Count how many lines in the material below contain the word "person". Reply with that number alone.

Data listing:

• • • • • • •

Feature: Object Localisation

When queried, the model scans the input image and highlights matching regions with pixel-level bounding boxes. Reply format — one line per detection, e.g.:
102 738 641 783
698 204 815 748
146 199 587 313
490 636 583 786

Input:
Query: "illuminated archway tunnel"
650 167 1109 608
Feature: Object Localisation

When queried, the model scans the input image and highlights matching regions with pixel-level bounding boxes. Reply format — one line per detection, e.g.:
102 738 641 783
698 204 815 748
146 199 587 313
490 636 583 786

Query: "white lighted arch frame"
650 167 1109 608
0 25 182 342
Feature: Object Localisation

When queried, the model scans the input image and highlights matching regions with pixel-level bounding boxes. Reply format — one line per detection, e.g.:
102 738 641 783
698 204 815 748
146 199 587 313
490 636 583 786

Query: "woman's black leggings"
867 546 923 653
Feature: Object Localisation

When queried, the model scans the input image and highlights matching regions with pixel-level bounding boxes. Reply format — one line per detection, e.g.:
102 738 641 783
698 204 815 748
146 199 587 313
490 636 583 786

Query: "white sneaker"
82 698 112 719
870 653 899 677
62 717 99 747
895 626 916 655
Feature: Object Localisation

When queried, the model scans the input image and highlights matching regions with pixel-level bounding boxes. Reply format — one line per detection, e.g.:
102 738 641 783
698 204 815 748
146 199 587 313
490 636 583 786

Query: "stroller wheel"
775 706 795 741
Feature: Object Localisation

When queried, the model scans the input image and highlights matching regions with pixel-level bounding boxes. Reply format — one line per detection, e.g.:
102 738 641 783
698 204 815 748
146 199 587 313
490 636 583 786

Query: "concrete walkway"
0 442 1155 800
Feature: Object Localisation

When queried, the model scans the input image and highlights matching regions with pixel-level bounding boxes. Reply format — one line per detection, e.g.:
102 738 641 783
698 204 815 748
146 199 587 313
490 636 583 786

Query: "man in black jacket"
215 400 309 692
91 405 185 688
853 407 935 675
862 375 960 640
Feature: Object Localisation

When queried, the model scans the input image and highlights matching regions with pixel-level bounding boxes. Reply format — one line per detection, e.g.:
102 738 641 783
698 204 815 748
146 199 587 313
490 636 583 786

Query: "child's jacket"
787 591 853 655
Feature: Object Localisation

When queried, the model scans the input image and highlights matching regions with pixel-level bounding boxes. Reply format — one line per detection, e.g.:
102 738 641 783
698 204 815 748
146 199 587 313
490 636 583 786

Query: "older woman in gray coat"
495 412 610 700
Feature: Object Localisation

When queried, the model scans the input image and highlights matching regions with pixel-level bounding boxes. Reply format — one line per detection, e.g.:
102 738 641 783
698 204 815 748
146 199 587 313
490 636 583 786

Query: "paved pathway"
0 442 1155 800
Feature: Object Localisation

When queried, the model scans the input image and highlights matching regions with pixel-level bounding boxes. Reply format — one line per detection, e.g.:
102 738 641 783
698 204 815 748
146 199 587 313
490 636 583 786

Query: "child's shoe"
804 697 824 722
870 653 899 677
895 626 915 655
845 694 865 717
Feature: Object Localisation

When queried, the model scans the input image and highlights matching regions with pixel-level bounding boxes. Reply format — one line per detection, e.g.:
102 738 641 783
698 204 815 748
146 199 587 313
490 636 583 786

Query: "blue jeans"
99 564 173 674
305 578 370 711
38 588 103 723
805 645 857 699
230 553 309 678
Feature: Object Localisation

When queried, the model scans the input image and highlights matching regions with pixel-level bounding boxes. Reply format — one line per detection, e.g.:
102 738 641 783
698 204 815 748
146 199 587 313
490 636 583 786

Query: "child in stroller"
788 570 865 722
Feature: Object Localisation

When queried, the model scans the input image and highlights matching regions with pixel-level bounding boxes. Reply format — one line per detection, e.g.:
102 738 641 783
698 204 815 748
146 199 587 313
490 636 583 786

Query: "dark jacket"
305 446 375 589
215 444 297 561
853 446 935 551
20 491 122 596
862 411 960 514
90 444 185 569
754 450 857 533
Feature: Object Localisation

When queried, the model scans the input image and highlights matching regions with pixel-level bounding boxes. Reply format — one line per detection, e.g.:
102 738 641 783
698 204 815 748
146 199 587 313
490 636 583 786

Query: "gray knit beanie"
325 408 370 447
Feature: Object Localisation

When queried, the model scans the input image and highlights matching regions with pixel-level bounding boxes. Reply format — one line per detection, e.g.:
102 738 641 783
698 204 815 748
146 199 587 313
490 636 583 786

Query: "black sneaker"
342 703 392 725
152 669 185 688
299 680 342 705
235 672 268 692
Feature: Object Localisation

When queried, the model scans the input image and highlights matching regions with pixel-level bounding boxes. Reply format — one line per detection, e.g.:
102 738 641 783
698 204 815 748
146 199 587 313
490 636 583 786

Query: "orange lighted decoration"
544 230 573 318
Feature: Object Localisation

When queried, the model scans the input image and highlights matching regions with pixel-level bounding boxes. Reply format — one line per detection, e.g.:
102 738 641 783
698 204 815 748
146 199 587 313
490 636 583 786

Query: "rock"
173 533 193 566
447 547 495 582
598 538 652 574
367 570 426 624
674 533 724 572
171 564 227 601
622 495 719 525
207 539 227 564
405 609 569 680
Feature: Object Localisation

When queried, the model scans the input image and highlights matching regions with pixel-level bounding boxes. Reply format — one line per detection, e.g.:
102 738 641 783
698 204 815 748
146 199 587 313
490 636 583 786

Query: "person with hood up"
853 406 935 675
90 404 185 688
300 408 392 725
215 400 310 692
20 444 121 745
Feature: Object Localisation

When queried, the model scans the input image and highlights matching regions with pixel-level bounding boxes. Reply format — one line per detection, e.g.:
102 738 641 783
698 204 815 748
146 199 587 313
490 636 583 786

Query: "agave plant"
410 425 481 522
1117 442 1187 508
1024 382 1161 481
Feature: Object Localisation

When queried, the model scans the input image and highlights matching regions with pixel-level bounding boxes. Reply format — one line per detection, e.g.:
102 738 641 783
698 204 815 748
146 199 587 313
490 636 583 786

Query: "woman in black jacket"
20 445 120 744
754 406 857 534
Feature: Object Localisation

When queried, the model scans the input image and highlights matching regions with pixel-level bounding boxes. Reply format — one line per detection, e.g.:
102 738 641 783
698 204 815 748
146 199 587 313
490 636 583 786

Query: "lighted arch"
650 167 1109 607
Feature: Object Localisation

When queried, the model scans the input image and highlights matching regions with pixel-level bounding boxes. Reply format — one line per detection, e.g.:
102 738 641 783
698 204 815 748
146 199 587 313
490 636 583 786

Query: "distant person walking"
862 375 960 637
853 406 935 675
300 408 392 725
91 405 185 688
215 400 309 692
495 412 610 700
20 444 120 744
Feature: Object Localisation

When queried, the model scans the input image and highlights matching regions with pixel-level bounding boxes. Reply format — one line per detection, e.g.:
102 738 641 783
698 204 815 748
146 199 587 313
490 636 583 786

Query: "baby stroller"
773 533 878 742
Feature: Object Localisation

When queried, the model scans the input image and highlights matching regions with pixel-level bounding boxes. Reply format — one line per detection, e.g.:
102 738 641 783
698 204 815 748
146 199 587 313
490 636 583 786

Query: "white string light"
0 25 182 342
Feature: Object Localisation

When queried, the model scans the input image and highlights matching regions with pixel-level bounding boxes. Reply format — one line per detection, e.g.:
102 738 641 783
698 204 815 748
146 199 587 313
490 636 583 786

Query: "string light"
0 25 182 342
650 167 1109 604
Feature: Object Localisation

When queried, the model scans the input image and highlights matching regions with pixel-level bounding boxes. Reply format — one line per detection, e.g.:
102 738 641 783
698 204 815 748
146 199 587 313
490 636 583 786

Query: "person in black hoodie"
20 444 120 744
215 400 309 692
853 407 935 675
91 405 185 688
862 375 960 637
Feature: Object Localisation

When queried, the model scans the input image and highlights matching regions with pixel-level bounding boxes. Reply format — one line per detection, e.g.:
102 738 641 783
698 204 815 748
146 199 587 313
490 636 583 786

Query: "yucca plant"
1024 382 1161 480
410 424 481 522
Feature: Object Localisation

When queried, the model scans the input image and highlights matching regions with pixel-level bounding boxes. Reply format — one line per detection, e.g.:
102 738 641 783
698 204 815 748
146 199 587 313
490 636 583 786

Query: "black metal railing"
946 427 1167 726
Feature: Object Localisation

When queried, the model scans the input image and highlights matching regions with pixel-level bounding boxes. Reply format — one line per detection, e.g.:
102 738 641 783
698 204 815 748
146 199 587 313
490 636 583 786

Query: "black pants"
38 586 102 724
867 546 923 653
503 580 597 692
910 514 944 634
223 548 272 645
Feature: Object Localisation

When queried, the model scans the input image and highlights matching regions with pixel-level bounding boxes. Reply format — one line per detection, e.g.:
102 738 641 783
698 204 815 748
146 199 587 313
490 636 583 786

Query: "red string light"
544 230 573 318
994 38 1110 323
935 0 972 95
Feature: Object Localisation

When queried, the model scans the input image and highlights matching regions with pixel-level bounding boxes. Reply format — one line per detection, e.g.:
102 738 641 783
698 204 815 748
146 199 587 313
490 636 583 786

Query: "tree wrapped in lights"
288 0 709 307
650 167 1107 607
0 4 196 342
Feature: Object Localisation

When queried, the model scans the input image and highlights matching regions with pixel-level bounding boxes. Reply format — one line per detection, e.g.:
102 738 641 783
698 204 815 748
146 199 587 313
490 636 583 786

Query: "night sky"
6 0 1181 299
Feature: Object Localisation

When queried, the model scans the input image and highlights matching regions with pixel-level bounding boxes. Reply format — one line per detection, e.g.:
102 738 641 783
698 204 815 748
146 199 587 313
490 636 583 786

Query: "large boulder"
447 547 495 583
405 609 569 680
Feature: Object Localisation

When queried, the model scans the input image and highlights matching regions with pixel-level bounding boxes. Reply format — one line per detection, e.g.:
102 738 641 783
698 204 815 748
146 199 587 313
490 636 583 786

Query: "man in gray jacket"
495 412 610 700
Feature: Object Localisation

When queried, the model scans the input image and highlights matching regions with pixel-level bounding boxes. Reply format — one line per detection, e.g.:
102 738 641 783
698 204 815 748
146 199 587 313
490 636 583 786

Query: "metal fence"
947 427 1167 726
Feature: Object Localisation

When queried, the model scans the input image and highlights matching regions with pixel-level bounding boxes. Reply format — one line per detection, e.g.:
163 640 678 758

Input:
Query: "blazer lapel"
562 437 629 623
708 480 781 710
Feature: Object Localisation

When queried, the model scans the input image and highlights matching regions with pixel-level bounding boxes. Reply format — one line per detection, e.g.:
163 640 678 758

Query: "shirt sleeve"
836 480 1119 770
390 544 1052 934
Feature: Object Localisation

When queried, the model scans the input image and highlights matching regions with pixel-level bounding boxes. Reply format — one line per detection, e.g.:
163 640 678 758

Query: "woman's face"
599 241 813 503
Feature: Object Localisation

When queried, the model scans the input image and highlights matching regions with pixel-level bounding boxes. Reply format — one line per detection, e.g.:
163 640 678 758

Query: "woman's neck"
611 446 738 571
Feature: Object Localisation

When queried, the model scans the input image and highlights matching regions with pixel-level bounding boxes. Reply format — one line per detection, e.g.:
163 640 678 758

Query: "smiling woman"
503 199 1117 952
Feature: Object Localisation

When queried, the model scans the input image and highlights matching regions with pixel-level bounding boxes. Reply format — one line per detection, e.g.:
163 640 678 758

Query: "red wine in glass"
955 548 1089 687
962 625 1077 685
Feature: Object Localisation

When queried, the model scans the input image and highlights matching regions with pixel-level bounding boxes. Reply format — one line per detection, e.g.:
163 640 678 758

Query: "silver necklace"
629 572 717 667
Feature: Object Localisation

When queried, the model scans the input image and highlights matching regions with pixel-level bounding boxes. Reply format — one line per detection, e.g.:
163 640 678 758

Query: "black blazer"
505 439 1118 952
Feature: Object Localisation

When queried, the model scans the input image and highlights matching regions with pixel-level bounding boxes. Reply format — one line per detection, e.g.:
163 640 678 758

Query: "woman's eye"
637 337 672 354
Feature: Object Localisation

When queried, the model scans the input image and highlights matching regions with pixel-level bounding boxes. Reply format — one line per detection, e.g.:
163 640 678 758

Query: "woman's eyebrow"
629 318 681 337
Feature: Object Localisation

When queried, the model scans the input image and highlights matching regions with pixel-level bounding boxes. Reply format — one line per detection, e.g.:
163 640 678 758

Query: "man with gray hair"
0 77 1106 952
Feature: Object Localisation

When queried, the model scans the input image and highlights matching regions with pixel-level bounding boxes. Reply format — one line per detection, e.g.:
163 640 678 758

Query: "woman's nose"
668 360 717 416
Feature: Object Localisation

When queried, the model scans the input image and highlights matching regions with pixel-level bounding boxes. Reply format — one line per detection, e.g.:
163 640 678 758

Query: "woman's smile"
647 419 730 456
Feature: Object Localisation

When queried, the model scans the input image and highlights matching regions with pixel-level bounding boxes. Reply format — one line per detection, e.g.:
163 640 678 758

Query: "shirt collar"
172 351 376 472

• • • • • • •

_Output of the task_
3